── Texto proporcionado ──

Lo “público” reconocía además, las cosas de los hombres que eran del común. Reconocía al gobierno y a la utilidad pública de una ciudad o un pueblo, pero no a la libertad de imprenta, por ejemplo, en el sentido de “discusión libre y pública de diferentes puntos de vista” (Guerra, 1999: 54). El rey sin embargo sí disponía de esa libertad, tanto como de la libertad de “modificar o suprimir los fueros. El rey podía hacer nuevas leyes y cancelar las instauradas por sus antepasados; esta facultad encontraba su origen y su legitimación en la naturaleza del oficio del rey, instituido por Dios: el Príncipe era, según las Partidas, Vicario de Dios en el Imperio”.(Lempérière, 1999: 38).
Fernando VII
No obstante, a pesar de que en el Antiguo Régimen “el rey vive en público, impenetrable, dueño de sí mismo y del reino” (Castán, 1985:30), éste sólo abarcaba una esfera especial. Y es que el rey, “no monopolizaba ni la producción del derecho, ni las jurisdicciones, ni el mantenimiento del orden público, ni siquiera la defensa de los territorios de la monarquía, ya que las ciudades eran las encargadas de asegurar la suya con sus cuerpos de milicianos” (Lempérière, 1999: 46). Esto quiere decir que lo “público”, al margen de ser parte de los hombres que eran del común, adquiría el carácter de “particular”, que no de “privado”, al referirse a los territorios de la monarquía.[3] Lo público remitía a los residentes o pobladores de un determinado grupo y lo “particular” a las características o peculiaridades de cada lugar, que no a la individualidad. Y en ese particular interviene el reparto de orden y justicia, aunque no la elaboración de leyes.

───

## [Objetivo planteado A]
Enumera los ámbitos que, según la cita de Lempérière en el texto sobre lo público en el Antiguo Régimen, el rey no monopolizaba.
## [Objetivo planteado B]
Responde, con base en el texto sobre lo público en el Antiguo Régimen:
(i) ¿Qué era el Príncipe según las Partidas?
(ii) ¿Con qué aseguraban las ciudades su propia defensa?
(iii) ¿A qué remitía lo "particular"?
## [Objetivo planteado C]
Prosigue el texto sobre lo público y lo particular en el Antiguo Régimen a partir de su última oración.

── Fragmentos del listado ──

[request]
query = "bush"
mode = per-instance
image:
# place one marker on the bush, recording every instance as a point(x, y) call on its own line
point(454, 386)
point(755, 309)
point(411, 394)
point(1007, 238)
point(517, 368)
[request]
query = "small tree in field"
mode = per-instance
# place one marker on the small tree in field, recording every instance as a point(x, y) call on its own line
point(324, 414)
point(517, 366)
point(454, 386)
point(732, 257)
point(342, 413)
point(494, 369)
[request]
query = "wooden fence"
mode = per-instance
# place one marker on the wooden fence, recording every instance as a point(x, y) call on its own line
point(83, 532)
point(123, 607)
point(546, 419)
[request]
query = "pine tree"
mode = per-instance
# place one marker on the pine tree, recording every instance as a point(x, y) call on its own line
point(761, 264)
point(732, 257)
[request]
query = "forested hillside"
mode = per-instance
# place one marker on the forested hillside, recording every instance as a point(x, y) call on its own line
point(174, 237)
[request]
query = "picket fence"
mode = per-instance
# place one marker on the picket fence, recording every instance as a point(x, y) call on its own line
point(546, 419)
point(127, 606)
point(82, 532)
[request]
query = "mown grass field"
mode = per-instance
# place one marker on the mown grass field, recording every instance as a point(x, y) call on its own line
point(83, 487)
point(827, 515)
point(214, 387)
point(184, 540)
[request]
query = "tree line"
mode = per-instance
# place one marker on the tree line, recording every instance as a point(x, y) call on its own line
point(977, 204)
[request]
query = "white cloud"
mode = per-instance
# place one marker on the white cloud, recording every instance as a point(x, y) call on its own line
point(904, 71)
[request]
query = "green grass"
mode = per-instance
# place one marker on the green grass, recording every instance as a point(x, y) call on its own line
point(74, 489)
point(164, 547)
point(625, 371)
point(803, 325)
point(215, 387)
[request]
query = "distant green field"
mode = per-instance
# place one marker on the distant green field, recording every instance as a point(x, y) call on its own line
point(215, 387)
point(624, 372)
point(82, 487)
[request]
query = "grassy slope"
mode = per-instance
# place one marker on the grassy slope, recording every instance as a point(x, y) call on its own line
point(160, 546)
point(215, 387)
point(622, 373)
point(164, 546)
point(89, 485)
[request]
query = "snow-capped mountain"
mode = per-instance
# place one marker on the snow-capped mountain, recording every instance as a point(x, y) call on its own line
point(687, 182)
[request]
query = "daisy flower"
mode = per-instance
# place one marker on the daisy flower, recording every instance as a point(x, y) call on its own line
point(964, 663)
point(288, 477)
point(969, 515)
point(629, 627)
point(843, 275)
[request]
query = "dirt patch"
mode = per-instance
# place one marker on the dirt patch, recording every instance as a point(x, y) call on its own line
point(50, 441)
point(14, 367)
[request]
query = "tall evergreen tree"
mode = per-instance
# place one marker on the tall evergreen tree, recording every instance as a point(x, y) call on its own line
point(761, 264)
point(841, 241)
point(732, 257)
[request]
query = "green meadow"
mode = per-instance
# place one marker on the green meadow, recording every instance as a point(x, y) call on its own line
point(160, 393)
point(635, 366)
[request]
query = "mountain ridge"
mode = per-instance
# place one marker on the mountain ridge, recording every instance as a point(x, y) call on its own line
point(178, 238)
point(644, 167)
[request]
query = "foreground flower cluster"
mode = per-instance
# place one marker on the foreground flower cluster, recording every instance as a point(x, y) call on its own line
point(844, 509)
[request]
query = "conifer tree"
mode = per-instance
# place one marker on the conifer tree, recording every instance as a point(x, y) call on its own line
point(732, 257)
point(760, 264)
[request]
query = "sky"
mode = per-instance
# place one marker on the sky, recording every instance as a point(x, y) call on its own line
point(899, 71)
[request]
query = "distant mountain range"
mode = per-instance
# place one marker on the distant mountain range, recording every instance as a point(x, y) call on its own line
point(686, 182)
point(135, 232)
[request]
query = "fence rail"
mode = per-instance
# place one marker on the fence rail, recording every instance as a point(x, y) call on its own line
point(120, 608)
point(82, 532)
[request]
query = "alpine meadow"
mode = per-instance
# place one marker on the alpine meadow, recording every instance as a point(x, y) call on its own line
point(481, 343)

───

## [Resultado A]
- La producción del derecho
- Las jurisdicciones
- El mantenimiento del orden público
- La defensa de los territorios de la monarquía

## [Resultado B]
(i) Vicario de Dios en el Imperio.
(ii) Con sus cuerpos de milicianos.
(iii) A las características o peculiaridades de cada lugar, no a la individualidad.

## [Resultado C]
        Lo público en consecuencia no sugería la totalidad o generalidad. En primer lugar porque el rey, pese a ser una autoridad de todos conocida o supuesta, no era parte de ese “general”, de ese acceso común. En segundo porque dentro de lo público existía una especificidad y referencia de cada corporación. Así el orden y la justicia dependían de los diversos particulares, mientras que la ley obedecía a las ordenanzas del rey.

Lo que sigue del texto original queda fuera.